Copy each of the rows below word for word, without any changes.

Segmentation data:
* * * *

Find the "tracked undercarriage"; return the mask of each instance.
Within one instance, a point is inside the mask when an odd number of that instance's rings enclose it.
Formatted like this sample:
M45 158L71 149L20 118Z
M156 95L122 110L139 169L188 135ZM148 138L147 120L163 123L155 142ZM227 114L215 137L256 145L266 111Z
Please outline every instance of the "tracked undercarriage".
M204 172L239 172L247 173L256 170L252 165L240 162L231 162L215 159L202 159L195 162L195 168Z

* * * *

Written response:
Find the "tracked undercarriage"; return the mask of each instance.
Within one instance, a point is inside the mask when an odd number of that instance's rings enclose it.
Formatted like this sample:
M45 158L71 149L20 118Z
M156 95L122 110L139 169L188 135ZM148 138L147 120L163 123L155 142ZM227 114L215 137L256 145L266 111Z
Please outline every instance of the "tracked undercarriage".
M204 172L239 172L247 173L256 170L252 165L240 162L231 162L215 159L202 159L195 162L195 168Z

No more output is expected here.